◆ WHAT THE TASK REQUIRES ◆
Please give the number of lines that hold the string "tube" in the listing, without any other words.

^^^^

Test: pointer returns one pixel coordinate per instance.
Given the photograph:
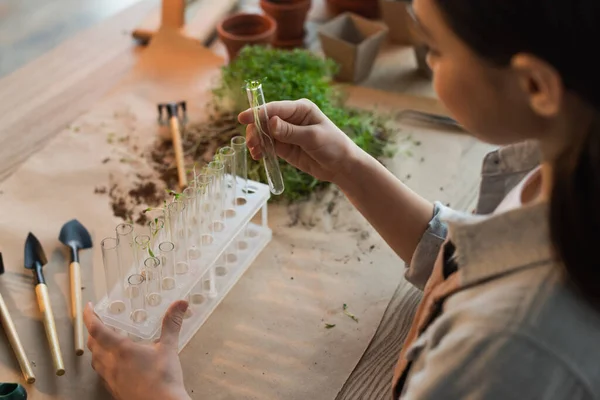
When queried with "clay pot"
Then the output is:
(243, 29)
(366, 8)
(290, 16)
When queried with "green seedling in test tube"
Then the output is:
(256, 98)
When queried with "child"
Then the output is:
(511, 295)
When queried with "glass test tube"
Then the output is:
(166, 251)
(204, 184)
(152, 272)
(114, 279)
(210, 282)
(125, 248)
(256, 98)
(156, 228)
(137, 298)
(226, 156)
(142, 251)
(178, 231)
(240, 158)
(192, 221)
(217, 195)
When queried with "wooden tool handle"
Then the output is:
(176, 133)
(41, 290)
(15, 342)
(77, 306)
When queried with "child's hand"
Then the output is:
(134, 371)
(305, 138)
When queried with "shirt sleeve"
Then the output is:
(502, 366)
(423, 259)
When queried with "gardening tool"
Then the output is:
(430, 118)
(12, 391)
(76, 237)
(167, 69)
(13, 337)
(175, 119)
(35, 259)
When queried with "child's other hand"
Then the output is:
(134, 371)
(305, 138)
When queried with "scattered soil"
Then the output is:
(133, 193)
(200, 143)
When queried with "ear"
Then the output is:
(540, 82)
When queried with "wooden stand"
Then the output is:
(173, 14)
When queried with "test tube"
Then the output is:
(125, 248)
(226, 156)
(210, 283)
(152, 272)
(156, 228)
(178, 231)
(137, 299)
(256, 98)
(204, 185)
(142, 251)
(114, 279)
(238, 143)
(166, 251)
(217, 194)
(193, 230)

^^^^

◆ OUTPUT OF THE TASK ◆
3